> [To do] Count the lines in the material below that contain the string "flipper", matching case exactly, and reply with that number alone.

> [Extracted data]
<<<<

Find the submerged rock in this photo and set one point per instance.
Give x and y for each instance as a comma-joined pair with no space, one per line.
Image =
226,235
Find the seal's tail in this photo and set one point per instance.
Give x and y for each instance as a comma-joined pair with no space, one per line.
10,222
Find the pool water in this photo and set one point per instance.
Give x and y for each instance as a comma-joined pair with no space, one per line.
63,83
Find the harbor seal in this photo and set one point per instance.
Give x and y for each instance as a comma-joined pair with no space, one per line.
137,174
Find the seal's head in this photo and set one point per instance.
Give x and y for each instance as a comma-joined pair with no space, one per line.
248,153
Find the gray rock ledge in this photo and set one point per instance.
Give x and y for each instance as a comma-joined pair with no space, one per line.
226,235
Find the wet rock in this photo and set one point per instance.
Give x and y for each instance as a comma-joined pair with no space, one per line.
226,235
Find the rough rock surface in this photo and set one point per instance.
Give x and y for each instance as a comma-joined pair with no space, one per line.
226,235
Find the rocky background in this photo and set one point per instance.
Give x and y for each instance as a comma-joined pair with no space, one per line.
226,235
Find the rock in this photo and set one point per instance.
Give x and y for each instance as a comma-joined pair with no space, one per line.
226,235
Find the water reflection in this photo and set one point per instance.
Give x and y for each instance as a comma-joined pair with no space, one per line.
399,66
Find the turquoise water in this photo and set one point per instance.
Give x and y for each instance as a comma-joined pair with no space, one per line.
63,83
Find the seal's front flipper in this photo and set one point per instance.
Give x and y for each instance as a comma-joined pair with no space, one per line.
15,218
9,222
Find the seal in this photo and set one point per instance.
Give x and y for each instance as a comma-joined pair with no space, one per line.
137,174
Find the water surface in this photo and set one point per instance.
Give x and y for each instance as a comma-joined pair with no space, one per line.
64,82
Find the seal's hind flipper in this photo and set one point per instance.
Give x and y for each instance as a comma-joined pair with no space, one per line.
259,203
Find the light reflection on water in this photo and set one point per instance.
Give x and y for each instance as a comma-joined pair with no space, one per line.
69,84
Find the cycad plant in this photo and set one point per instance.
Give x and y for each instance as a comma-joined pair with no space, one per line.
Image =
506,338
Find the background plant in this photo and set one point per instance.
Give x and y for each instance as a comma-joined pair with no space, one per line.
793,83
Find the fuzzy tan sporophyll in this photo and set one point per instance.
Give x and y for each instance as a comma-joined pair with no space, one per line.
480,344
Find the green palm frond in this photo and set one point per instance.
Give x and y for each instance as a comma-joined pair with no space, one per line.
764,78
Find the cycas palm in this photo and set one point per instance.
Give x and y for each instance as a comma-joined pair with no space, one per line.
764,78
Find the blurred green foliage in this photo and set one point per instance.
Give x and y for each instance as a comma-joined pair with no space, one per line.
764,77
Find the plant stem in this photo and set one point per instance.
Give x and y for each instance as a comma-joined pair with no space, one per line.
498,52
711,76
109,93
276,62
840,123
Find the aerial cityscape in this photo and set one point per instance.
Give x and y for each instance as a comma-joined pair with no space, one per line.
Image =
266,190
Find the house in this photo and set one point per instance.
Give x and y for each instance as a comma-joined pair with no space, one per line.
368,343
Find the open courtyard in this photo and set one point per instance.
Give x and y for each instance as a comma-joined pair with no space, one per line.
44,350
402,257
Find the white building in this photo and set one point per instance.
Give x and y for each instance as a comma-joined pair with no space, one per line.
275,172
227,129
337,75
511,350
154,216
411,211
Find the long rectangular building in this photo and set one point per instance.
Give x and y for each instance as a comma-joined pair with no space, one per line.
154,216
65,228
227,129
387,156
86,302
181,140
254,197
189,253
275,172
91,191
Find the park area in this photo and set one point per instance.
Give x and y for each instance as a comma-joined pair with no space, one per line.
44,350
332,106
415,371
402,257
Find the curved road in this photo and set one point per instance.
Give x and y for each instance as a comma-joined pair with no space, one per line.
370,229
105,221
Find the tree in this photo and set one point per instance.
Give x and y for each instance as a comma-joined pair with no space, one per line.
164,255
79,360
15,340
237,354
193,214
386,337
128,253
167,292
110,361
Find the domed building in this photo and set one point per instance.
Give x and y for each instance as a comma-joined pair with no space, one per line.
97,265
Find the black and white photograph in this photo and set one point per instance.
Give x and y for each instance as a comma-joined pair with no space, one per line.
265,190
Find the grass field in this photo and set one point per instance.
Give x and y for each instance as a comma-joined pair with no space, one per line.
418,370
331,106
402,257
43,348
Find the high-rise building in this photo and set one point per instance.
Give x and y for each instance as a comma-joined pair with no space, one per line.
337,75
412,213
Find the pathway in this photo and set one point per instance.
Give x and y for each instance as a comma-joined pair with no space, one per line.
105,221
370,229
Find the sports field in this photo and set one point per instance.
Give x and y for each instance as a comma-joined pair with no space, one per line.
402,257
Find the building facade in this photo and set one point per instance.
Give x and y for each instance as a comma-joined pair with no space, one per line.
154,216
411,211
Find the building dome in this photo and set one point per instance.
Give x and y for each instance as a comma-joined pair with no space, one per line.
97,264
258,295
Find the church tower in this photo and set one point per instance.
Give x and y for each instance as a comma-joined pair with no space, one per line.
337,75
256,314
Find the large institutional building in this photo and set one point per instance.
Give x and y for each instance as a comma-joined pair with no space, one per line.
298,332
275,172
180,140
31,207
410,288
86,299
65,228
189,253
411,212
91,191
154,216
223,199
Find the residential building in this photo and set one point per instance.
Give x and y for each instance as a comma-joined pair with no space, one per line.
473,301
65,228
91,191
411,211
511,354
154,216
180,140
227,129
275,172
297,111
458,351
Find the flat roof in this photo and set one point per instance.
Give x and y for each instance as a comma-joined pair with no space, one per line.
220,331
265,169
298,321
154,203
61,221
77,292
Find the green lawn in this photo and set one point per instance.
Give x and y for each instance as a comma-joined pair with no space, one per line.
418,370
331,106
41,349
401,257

>>>>
<<<<

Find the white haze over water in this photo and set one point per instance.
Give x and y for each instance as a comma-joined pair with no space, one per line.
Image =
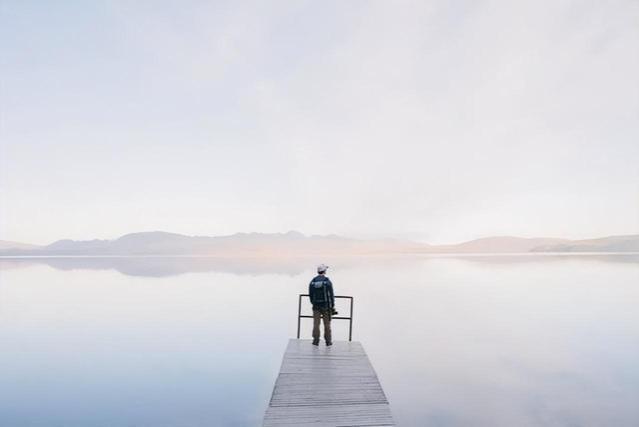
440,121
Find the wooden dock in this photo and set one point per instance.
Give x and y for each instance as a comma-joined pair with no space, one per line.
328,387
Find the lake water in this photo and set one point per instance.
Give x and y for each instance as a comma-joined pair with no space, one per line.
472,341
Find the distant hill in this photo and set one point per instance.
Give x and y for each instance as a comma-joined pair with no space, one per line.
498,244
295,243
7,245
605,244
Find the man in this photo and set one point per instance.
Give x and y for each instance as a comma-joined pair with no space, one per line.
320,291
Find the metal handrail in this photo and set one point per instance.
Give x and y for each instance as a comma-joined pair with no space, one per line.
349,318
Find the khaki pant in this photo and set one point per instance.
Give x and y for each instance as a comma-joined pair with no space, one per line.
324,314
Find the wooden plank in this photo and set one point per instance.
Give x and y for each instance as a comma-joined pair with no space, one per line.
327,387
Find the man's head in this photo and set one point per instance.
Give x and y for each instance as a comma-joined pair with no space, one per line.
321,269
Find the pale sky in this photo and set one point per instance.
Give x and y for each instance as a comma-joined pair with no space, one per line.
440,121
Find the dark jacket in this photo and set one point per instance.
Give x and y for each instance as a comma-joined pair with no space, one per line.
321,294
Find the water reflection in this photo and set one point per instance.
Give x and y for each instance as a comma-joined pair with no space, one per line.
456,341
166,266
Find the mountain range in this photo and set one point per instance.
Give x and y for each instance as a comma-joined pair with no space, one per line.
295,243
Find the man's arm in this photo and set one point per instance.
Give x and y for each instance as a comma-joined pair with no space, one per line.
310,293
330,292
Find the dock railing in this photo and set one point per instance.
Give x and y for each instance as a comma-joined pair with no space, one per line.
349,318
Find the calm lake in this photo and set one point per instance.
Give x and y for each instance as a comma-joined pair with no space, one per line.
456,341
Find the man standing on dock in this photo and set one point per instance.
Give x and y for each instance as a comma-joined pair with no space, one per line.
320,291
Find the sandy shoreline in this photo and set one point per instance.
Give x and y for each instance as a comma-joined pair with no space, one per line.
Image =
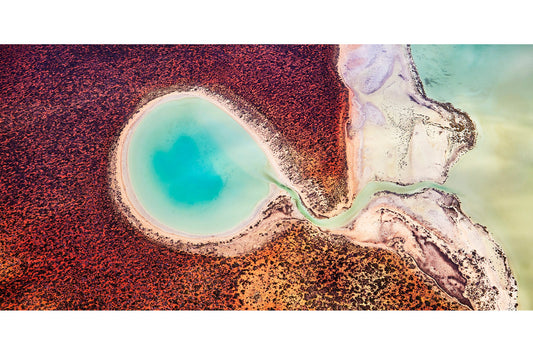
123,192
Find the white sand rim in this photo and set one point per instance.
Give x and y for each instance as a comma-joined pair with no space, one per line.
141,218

>>>>
<<<<

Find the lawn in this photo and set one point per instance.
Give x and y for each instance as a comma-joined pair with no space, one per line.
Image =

>>>>

> [Response for this exercise] 2